Start RECORDED DATA

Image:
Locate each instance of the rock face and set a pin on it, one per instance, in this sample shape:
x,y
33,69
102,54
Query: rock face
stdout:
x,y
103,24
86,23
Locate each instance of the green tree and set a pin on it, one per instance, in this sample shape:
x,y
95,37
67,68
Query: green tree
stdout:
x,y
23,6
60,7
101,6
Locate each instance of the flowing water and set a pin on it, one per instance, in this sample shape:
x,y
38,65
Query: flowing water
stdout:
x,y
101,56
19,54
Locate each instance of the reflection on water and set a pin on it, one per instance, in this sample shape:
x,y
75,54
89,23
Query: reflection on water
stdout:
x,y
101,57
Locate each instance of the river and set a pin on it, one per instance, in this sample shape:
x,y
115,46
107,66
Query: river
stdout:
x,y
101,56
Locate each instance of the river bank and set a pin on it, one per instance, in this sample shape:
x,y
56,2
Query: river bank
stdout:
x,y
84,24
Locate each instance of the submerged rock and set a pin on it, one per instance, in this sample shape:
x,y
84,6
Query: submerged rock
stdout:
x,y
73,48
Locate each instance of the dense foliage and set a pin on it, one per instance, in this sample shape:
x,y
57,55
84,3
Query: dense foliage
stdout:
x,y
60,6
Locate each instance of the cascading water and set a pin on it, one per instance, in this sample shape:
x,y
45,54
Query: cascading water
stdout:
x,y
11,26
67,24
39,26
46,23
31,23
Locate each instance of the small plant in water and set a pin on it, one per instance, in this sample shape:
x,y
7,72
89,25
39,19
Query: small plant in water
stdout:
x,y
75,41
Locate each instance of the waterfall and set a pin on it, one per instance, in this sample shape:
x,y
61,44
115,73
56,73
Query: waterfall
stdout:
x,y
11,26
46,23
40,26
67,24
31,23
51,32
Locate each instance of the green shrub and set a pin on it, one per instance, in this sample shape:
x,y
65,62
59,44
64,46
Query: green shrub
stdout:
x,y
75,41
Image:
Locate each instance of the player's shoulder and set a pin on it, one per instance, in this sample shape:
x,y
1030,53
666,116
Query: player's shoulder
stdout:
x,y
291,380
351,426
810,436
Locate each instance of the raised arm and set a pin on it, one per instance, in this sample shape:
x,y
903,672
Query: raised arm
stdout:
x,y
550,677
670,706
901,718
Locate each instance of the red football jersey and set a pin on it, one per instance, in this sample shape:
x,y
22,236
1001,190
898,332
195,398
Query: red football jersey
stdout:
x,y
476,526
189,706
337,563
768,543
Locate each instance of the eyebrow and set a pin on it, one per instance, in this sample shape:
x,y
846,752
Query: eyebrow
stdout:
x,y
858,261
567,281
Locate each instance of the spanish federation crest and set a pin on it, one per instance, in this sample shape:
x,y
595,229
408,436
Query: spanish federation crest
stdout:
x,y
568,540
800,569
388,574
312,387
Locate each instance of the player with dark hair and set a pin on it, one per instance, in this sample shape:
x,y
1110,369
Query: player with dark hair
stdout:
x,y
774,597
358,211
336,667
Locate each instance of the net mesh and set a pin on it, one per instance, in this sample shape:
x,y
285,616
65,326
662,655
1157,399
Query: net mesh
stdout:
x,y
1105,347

End RECORDED DATA

WHAT THE TASK REQUIRES =
Beginning with the line containing "Locate each instance of the eyebrow" and continuing through the end of the records, write out every line again, requests included, shifting each coordinate in the answers up by 135 and leaving the requests and their sample coordinates unchanged.

WRITTEN REPLY =
Locate each instance of the eyebrow and set a pin on it, one per instance, in this sample shape:
x,y
846,752
Query: eyebrow
stdout:
x,y
993,396
702,416
Locate each instance of the spanish federation crest and set a pin on it, one per instance, in this sample shape:
x,y
595,229
408,436
Query: spanish federation crest
stdout:
x,y
703,675
935,704
523,709
447,522
Locate each instance of the player with dark hair and set a pin on it, one per instance, in this sample shape:
x,y
1110,369
Query: player with dark hair
stdout:
x,y
909,732
493,346
471,802
Locate each instance of the net mesh and set a pin on it, one per instance, in this sample shape:
x,y
285,616
65,326
662,655
1157,399
Query: net mesh
stdout:
x,y
1240,482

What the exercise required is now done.